### BRIEF
Reproduce the data from the line containing "tree trunk in" through the end of the data, requests included, adding 68 to every coordinate in the answers.

### THE DATA
-------------------------

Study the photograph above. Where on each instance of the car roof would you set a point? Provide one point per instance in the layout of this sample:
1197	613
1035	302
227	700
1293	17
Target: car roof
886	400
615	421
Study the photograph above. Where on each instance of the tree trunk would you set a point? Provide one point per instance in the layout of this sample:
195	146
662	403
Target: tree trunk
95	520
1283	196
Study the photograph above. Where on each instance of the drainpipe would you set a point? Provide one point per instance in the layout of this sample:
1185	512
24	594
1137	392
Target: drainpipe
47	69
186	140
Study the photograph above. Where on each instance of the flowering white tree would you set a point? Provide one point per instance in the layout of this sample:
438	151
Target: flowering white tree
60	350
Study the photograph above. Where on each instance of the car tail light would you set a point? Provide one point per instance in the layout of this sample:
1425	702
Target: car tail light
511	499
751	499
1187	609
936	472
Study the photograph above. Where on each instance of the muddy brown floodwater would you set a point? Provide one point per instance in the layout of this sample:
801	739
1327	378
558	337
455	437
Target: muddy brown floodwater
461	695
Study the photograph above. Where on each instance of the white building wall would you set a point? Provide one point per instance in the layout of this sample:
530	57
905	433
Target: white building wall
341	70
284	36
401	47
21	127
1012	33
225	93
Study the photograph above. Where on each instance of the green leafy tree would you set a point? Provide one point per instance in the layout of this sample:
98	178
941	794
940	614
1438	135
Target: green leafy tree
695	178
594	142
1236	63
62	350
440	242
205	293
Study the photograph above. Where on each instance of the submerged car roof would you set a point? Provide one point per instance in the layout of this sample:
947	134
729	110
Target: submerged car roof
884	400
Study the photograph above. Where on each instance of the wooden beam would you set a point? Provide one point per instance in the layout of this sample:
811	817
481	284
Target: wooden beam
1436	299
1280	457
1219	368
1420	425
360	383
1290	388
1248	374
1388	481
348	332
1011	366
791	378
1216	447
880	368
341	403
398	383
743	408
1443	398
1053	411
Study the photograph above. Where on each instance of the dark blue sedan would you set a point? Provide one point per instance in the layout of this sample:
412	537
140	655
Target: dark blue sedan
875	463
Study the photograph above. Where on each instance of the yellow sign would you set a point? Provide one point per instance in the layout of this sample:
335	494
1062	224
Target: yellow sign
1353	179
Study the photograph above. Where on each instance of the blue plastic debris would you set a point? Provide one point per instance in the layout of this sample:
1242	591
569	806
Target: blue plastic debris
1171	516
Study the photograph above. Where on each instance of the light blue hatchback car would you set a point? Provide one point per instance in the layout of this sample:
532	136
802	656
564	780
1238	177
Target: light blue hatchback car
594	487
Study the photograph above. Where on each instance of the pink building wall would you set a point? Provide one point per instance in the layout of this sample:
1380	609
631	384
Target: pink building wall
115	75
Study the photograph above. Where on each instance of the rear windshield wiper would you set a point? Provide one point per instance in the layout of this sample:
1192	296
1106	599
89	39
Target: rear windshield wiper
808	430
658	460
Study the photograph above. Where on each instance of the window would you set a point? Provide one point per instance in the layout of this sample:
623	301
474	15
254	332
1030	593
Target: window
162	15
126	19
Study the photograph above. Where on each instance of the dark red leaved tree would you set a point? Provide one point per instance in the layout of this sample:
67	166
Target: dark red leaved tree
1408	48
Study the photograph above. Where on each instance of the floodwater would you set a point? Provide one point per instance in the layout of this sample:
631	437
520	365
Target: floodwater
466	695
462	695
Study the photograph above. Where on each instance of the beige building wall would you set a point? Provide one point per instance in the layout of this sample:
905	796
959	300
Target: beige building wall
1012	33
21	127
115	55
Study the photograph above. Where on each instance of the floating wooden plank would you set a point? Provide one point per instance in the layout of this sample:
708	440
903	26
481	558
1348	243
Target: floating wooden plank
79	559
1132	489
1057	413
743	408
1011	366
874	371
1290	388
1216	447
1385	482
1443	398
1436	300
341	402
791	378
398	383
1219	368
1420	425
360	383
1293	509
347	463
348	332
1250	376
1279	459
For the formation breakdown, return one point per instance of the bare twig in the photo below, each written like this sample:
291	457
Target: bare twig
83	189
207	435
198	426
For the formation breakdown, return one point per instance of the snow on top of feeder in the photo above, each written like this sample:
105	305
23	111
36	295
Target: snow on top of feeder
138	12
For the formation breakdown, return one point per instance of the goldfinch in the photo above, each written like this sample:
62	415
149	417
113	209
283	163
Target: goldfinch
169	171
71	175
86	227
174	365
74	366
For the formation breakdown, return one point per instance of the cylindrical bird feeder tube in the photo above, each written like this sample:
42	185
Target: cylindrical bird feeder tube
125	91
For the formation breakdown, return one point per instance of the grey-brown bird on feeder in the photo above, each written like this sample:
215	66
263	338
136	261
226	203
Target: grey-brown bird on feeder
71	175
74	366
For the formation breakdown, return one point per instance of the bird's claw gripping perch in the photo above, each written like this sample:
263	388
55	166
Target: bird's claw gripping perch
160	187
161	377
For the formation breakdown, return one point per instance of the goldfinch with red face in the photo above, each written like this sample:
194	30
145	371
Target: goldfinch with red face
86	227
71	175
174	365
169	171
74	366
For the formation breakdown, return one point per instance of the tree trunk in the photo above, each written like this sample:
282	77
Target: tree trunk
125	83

-------------------------

### COMPLETED TASK
For the formation breakdown, return one point per instance of the tree trunk in the photo above, each written like this sample:
282	77
Target: tree trunk
193	151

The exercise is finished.